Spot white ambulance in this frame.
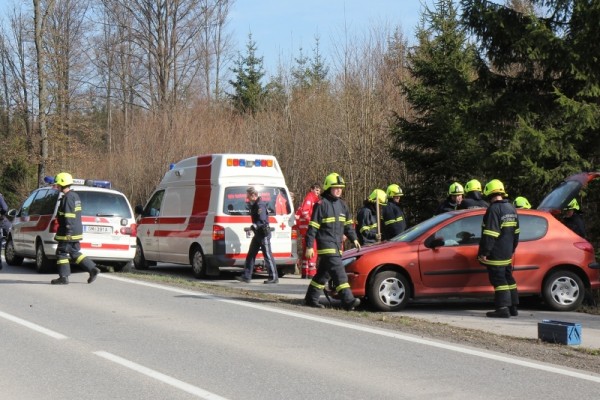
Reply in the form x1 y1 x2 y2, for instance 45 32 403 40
134 154 298 278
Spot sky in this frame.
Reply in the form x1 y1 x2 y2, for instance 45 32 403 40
0 0 430 75
229 0 428 75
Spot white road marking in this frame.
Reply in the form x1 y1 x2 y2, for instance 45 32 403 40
103 274 600 384
0 310 68 340
94 351 229 400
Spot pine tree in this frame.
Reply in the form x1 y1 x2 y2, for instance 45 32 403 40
390 0 482 216
228 33 267 114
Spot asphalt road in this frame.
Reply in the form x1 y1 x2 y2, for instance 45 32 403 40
2 259 600 399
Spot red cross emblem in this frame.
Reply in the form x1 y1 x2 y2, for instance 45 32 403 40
279 222 286 230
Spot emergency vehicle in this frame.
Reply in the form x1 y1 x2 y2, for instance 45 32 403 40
5 178 137 272
134 154 297 278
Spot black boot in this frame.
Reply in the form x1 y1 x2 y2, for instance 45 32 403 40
509 289 519 316
486 307 510 318
304 298 325 308
509 306 518 316
342 298 360 311
51 276 69 285
88 267 100 284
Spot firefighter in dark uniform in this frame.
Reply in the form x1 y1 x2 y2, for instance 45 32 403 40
356 189 386 245
459 179 488 209
381 184 406 240
51 172 101 285
236 187 278 284
304 173 361 310
435 182 464 215
477 179 520 318
563 199 586 239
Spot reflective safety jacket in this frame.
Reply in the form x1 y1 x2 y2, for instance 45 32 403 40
478 199 519 267
356 204 378 245
295 190 320 236
306 192 358 256
55 190 84 241
381 201 406 240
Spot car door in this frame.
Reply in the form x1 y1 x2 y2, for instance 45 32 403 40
137 190 165 261
418 214 489 291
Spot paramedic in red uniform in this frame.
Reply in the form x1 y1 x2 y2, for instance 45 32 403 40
236 187 279 284
295 184 321 278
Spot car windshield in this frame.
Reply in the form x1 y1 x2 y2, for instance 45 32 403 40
77 191 132 218
389 212 455 242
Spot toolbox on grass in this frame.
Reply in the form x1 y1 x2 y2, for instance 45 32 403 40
537 319 582 345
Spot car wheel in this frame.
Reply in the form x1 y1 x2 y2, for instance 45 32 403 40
5 237 24 266
134 241 150 270
35 242 54 273
542 270 585 311
277 267 286 278
113 261 133 272
191 246 207 278
367 270 411 312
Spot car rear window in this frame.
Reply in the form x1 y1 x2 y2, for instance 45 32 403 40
77 191 132 218
223 186 291 215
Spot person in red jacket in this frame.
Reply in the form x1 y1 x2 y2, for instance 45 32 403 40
295 184 321 278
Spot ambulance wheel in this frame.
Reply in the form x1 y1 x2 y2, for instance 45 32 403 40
191 246 207 278
277 268 286 278
5 236 24 266
134 241 150 270
35 241 54 273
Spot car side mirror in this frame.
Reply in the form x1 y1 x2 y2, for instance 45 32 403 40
425 236 445 249
7 208 17 218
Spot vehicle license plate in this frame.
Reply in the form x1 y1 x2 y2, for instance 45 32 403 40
84 225 113 234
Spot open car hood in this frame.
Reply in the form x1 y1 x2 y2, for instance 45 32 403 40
537 172 600 213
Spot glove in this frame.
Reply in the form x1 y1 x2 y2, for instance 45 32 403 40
305 247 314 260
375 233 382 241
250 224 257 232
353 240 361 251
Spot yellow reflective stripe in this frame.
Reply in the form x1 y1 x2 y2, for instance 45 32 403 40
360 224 377 233
339 216 347 222
515 228 520 234
344 220 353 226
310 281 325 290
494 285 510 291
56 259 69 265
64 213 76 218
483 229 500 238
75 255 86 264
484 259 512 266
321 217 336 223
74 206 82 211
309 221 320 229
501 221 517 228
508 283 517 290
384 220 395 226
336 282 350 292
318 248 337 255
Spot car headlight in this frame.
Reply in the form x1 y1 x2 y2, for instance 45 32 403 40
342 256 358 268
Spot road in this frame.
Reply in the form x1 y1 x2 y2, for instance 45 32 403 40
1 261 600 399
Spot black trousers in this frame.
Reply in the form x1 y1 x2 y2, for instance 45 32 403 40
486 264 518 308
242 233 277 280
305 255 355 305
56 241 97 277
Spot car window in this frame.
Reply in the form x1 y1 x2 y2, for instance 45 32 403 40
392 213 455 242
28 189 60 216
77 191 132 218
223 186 291 216
18 190 40 218
143 190 165 217
518 214 548 241
434 215 482 246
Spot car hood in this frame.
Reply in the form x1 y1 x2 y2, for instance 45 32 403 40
537 172 600 213
342 241 409 259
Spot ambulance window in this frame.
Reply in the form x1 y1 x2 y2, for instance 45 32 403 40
224 187 251 215
143 190 165 217
223 186 291 215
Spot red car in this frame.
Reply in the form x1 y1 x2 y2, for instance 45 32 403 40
341 173 600 312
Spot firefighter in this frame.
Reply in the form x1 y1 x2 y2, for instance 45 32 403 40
477 179 520 318
304 173 361 311
513 196 532 209
51 172 101 285
563 199 586 239
356 189 387 245
295 184 321 278
459 179 488 209
435 182 464 215
381 184 407 240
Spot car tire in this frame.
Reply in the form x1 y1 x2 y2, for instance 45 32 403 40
367 270 411 312
4 237 24 266
35 242 54 273
191 246 207 278
113 261 133 272
542 270 585 311
134 241 150 270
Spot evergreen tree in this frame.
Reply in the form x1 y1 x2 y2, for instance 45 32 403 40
389 0 482 218
461 0 600 203
228 33 267 114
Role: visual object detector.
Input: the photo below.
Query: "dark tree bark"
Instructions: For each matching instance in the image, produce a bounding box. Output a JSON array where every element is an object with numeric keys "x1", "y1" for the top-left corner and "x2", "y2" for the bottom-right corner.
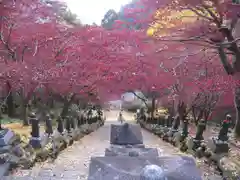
[
  {"x1": 60, "y1": 94, "x2": 76, "y2": 118},
  {"x1": 21, "y1": 101, "x2": 29, "y2": 126},
  {"x1": 150, "y1": 98, "x2": 156, "y2": 119},
  {"x1": 6, "y1": 82, "x2": 15, "y2": 117}
]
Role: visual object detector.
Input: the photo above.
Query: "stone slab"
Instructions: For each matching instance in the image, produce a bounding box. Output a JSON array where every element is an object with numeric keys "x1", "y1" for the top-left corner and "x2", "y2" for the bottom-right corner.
[
  {"x1": 110, "y1": 144, "x2": 145, "y2": 148},
  {"x1": 0, "y1": 163, "x2": 10, "y2": 178},
  {"x1": 110, "y1": 123, "x2": 143, "y2": 145},
  {"x1": 0, "y1": 129, "x2": 15, "y2": 147},
  {"x1": 88, "y1": 156, "x2": 202, "y2": 180},
  {"x1": 105, "y1": 147, "x2": 158, "y2": 157}
]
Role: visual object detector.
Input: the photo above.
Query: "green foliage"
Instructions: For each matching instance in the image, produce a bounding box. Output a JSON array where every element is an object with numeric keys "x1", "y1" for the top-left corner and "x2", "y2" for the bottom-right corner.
[{"x1": 101, "y1": 9, "x2": 118, "y2": 29}]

Problem to work on:
Retype the records exactly. Any image in them should not appear in what you write.

Solution to the problem:
Spot white ambulance in this frame.
Reply in the form x1 y1 x2 y2, for instance 45 32 403 40
134 154 298 278
Spot sky in this frame.
Reply in the form x1 y1 x2 y2, for instance 45 32 403 40
0 0 430 75
229 0 428 75
Spot white road marking in this frame.
Reply in the form x1 y1 x2 y2, for instance 45 32 403 40
103 274 600 384
0 310 68 340
94 351 229 400
Spot pine tree in this frame.
Reply in the form x1 y1 x2 y2, for instance 45 32 403 40
390 0 482 216
228 33 267 114
Spot asphalt road in this frame.
Reply in the form x1 y1 x2 y2, for instance 45 32 403 40
2 259 600 399
Spot red cross emblem in this frame.
Reply in the form x1 y1 x2 y2, for instance 45 32 403 40
279 222 286 230
Spot emergency vehicle in this frame.
Reply in the form x1 y1 x2 y2, for instance 45 32 403 40
5 178 137 272
134 154 297 278
Spot black boot in this frame.
Reply in the form x1 y1 x2 y2, for instance 45 32 403 40
509 289 519 316
486 307 510 318
304 298 325 308
509 306 518 316
342 298 360 311
51 276 69 285
88 267 100 284
Spot firefighter in dark uniform in this frame.
Reply in the form x1 y1 x2 y2, for instance 45 32 403 40
356 189 386 245
459 179 488 209
381 184 406 240
51 172 101 285
236 187 278 284
304 173 361 310
435 182 464 215
477 179 520 318
563 199 586 239
Spot reflective safety jacket in this frame.
Reply in the form x1 y1 x2 y2, for instance 45 32 403 40
478 199 519 267
356 204 378 245
295 190 320 236
306 192 358 256
55 190 84 241
381 201 406 240
Spot car door in this frame.
Reply in the form x1 y1 x2 y2, for instance 45 32 403 40
137 190 165 261
418 214 489 291
Spot paramedic in red uniform in this frame.
Reply in the form x1 y1 x2 y2, for instance 45 32 403 40
236 187 279 284
295 184 321 278
Spot car windshield in this frame.
Reply in the form x1 y1 x2 y2, for instance 45 32 403 40
77 191 132 218
389 212 455 242
Spot toolbox on grass in this frame.
Reply in the form x1 y1 x2 y2, for instance 45 32 403 40
537 319 582 345
Spot car wheel in this frame.
Reply in the form x1 y1 x2 y2, for instance 45 32 403 40
5 237 24 266
134 241 150 270
35 242 54 273
542 270 585 311
277 267 286 278
113 261 133 272
191 246 207 278
367 270 411 312
Spot car rear window in this frame.
Reply in the form x1 y1 x2 y2, for instance 45 32 403 40
77 191 132 218
223 186 291 215
Spot person in red jacket in this frame.
Reply in the form x1 y1 x2 y2, for instance 45 32 403 40
295 184 321 278
Spot ambulance wheel in this frame.
Reply in the form x1 y1 x2 y2, for instance 45 32 403 40
191 246 207 278
277 268 286 278
5 236 24 266
134 241 150 270
35 241 54 273
Spot car side mirror in this frame.
Reply in the form x1 y1 x2 y2, for instance 45 32 403 40
425 236 445 249
7 208 17 218
Spot vehicle license plate in this frame.
Reply in the form x1 y1 x2 y2, for instance 45 32 403 40
84 225 113 234
Spot open car hood in this frame.
Reply in the form x1 y1 x2 y2, for instance 45 32 403 40
537 172 600 213
Spot glove in this frame.
Reply in the form x1 y1 x2 y2, for instance 45 32 403 40
305 247 314 260
375 233 382 241
250 224 257 232
353 240 361 251
Spot yellow reflective stripe in this frame.
Reply in the form x1 y1 x2 y2, for instance 45 32 403 40
360 224 377 233
339 216 347 222
515 228 520 234
344 220 353 226
310 281 325 290
494 285 510 291
56 259 69 265
64 213 76 218
483 229 500 238
75 255 86 264
484 259 512 266
321 217 336 223
74 206 82 211
309 221 320 229
501 221 517 228
508 283 517 290
384 220 395 226
336 282 350 292
318 248 337 255
Spot car headlight in this frame.
Reply in the form x1 y1 x2 y2, for instance 45 32 403 40
342 256 358 268
Spot road in this frame.
Reply in the form x1 y1 x2 y2, for instance 45 32 403 40
1 261 600 399
Spot black trousers in this frame.
Reply in the form x1 y1 x2 y2, for instance 45 32 403 40
486 264 518 308
242 233 277 280
305 255 355 305
56 241 97 277
Spot car window in this frame.
Reply in the form x1 y1 x2 y2, for instance 45 32 403 40
392 213 455 242
28 189 60 216
77 191 132 218
223 186 291 216
18 190 40 218
143 190 165 217
518 214 548 241
434 215 482 246
Spot car hood in this frame.
Reply in the form x1 y1 x2 y2, for instance 45 32 403 40
537 172 600 213
342 241 409 259
Spot ambulance window in this frame.
Reply in the form x1 y1 x2 y2, for instance 45 32 403 40
224 187 251 215
143 190 165 217
223 186 291 215
Spot red car in this frame.
Reply in the form x1 y1 x2 y2, for instance 45 32 403 40
341 173 600 312
Spot firefighter in this frame.
Reply in the form x1 y1 x2 y2, for instance 45 32 403 40
477 179 520 318
304 173 361 311
513 196 532 209
51 172 101 285
563 199 586 239
356 189 387 245
295 184 321 278
459 179 488 209
435 182 464 215
381 184 407 240
Spot car tire in this frame.
Reply in the form x1 y1 x2 y2, for instance 45 32 403 40
367 270 411 312
4 237 24 266
35 242 54 273
191 246 207 278
113 261 133 272
542 270 585 311
134 241 150 270
Spot evergreen tree in this frame.
Reply in the form x1 y1 x2 y2, for instance 45 32 403 40
389 0 482 218
461 0 600 203
228 33 267 114
Role: visual object detector.
Input: the photo below.
Query: "dark tree bark"
Instructions: For each matching instance in the image, produce a bounding box. Output a JSON array where every element is an object with numeric keys "x1", "y1" for the top-left corner and "x2", "y2" for the bottom-right corner.
[
  {"x1": 60, "y1": 94, "x2": 76, "y2": 118},
  {"x1": 21, "y1": 101, "x2": 29, "y2": 126},
  {"x1": 150, "y1": 98, "x2": 156, "y2": 119},
  {"x1": 6, "y1": 82, "x2": 15, "y2": 117}
]
Role: visual object detector.
Input: the photo above.
Query: "stone slab"
Instructions: For each matching instance in the image, produce a bounding box. Output a JSON array where every element is an object with numeric keys "x1", "y1" for the top-left corner and "x2", "y2" for the bottom-right corner.
[
  {"x1": 110, "y1": 144, "x2": 145, "y2": 148},
  {"x1": 0, "y1": 163, "x2": 10, "y2": 178},
  {"x1": 110, "y1": 123, "x2": 143, "y2": 145},
  {"x1": 0, "y1": 129, "x2": 15, "y2": 147},
  {"x1": 88, "y1": 156, "x2": 202, "y2": 180},
  {"x1": 105, "y1": 147, "x2": 158, "y2": 157}
]
Role: visual object detector.
Input: the photo above.
Query: "green foliage"
Instructions: For each matching instance in the image, produce a bounding box. Output a JSON array where every element is an object with numeric keys "x1", "y1" for the top-left corner and "x2", "y2" for the bottom-right corner.
[{"x1": 101, "y1": 9, "x2": 118, "y2": 29}]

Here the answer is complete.